INFORMATION PROVIDED:
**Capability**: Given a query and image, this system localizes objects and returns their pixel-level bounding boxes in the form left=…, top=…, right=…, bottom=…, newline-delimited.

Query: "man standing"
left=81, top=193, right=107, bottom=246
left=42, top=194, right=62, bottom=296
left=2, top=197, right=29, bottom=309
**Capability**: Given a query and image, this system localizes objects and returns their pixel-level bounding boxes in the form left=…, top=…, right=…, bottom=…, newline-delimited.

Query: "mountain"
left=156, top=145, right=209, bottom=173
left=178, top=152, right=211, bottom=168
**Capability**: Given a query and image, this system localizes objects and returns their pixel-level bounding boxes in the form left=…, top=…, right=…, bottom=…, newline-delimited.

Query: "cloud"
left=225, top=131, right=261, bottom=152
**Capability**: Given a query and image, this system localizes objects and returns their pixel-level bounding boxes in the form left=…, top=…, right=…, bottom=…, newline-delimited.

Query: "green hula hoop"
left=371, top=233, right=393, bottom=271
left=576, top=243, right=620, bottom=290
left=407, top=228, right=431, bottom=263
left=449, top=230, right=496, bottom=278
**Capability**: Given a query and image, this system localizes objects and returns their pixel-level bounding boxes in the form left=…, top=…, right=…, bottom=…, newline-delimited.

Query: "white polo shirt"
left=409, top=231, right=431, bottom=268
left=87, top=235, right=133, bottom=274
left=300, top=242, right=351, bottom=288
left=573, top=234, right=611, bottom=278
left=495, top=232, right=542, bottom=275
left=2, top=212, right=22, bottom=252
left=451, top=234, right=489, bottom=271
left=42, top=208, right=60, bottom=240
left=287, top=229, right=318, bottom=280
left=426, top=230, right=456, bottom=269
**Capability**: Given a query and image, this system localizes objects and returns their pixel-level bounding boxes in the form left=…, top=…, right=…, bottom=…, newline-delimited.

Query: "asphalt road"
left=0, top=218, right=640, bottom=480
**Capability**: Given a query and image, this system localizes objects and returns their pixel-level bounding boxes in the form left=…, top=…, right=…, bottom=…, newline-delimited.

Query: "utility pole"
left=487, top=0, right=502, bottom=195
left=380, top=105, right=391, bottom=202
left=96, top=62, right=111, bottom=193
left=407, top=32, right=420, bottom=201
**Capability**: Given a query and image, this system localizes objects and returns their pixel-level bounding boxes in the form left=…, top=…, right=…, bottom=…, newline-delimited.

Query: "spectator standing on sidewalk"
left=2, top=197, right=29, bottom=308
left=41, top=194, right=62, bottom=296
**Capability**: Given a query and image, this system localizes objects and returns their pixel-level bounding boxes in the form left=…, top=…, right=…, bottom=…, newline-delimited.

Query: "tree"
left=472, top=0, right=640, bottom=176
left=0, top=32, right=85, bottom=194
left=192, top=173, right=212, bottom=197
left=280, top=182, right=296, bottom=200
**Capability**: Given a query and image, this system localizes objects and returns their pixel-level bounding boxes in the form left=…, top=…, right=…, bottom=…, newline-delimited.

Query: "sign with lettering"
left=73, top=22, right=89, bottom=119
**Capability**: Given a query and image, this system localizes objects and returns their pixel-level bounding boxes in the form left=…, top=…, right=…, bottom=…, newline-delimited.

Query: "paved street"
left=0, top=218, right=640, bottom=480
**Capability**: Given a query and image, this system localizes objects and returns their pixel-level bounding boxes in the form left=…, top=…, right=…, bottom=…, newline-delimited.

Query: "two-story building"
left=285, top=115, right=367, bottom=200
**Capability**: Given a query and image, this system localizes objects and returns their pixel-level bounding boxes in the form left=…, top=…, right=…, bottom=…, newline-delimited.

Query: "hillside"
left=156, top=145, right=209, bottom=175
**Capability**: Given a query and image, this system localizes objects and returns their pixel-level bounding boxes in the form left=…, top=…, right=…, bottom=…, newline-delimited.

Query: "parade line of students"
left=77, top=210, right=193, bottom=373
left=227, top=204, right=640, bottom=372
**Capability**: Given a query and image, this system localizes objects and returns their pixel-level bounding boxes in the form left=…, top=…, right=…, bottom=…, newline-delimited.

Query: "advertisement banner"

WHAT YOU WILL DO:
Revise all the rows above, changing every "localizes" to "detects" and leaving everything else as it is.

TASK OUTPUT:
**Capability**: Given a query and image, this system detects objects and returns their pixel-level bounding boxes in the form left=…, top=…, right=…, bottom=…, newline-delimited.

Query: "man standing"
left=81, top=193, right=107, bottom=246
left=42, top=194, right=62, bottom=296
left=2, top=197, right=29, bottom=309
**Capability**: Given a query and image, this system detects objects and returns their pixel-level bounding boxes in the form left=…, top=…, right=…, bottom=…, newline-delimited.

Query: "mountain"
left=156, top=145, right=209, bottom=173
left=178, top=152, right=211, bottom=168
**Capability**: Given a query and image, this system detects objects and returns their pixel-level bounding boxes in the form left=…, top=…, right=…, bottom=…, newline-delimited.

Query: "cloud"
left=225, top=131, right=261, bottom=152
**Capability**: Given a query and image, this system detects objects and returns their pixel-level bounding boxes in the form left=…, top=…, right=…, bottom=…, newline-delimited.

Query: "green hula hoop"
left=371, top=233, right=393, bottom=271
left=576, top=243, right=620, bottom=290
left=407, top=228, right=431, bottom=263
left=449, top=230, right=496, bottom=278
**Capability**: Given a query and image, this system detects objects and returns their pixel-level bounding boxes in the form left=…, top=…, right=…, bottom=…, newline-delimited.

Query: "white polo shirt"
left=409, top=231, right=431, bottom=268
left=87, top=235, right=133, bottom=274
left=300, top=242, right=351, bottom=288
left=573, top=234, right=611, bottom=278
left=495, top=232, right=542, bottom=275
left=2, top=212, right=22, bottom=252
left=451, top=234, right=489, bottom=271
left=42, top=208, right=60, bottom=240
left=287, top=229, right=318, bottom=280
left=426, top=230, right=456, bottom=269
**Capability**: Given a query and image, this system detects objects and returns their pixel-level bounding boxes in the form left=…, top=…, right=…, bottom=…, newline-delimited.

Query: "asphalt road"
left=0, top=218, right=640, bottom=480
**Capability**: Given a query and image, this system detects objects and returns their pixel-level bounding boxes in the form left=…, top=…, right=…, bottom=…, newline-delimited.

Query: "utility pole"
left=487, top=0, right=502, bottom=195
left=380, top=105, right=391, bottom=202
left=96, top=62, right=111, bottom=193
left=407, top=32, right=420, bottom=201
**Capability**: Given a query and image, this system detects objects and returns their pixel-level bounding boxes in the form left=…, top=…, right=…, bottom=…, newline-delimited.

Query: "spectator standing on sidewalk"
left=2, top=197, right=29, bottom=308
left=41, top=194, right=62, bottom=296
**Capability**: Given a query and image, this system detects objects and returns their pixel-level bounding boxes in the form left=…, top=…, right=…, bottom=…, newline-delimited.

Query: "tree"
left=472, top=0, right=640, bottom=176
left=0, top=32, right=85, bottom=194
left=192, top=173, right=212, bottom=197
left=280, top=182, right=296, bottom=200
**Capability**: Given a query and image, this system detects objects and returns their pixel-level bounding boxes in the form left=…, top=…, right=…, bottom=…, newline-delimited.

Query: "sign with lettering"
left=73, top=22, right=89, bottom=119
**Capability**: Given a query and image, this system detects objects and returns their pixel-level bounding boxes in the form left=…, top=…, right=…, bottom=…, newline-delimited.

Query: "paved street"
left=0, top=218, right=640, bottom=480
**Capability**: Given a query and image, this system detects objects and returns their pixel-level bounding boxes in the form left=…, top=…, right=…, bottom=…, newline-delimited.

Query: "two-story building"
left=285, top=115, right=367, bottom=200
**Capability**: Given a query and image, this system detects objects and returns their pixel-level bounding boxes in the form left=…, top=…, right=…, bottom=…, newline-delimited.

Query: "hillside"
left=156, top=145, right=209, bottom=175
**Capability**: Given a query and image, this system detects objects and returns their pixel-level bounding boxes in the form left=…, top=…, right=…, bottom=…, newline-delimited.

Query: "parade line of students"
left=77, top=210, right=193, bottom=373
left=227, top=204, right=640, bottom=372
**Capability**: Given a query and image, this system detects objects and returns their pixel-level bounding boxes in the form left=…, top=…, right=…, bottom=…, newline-delimited.

Query: "advertisement banner"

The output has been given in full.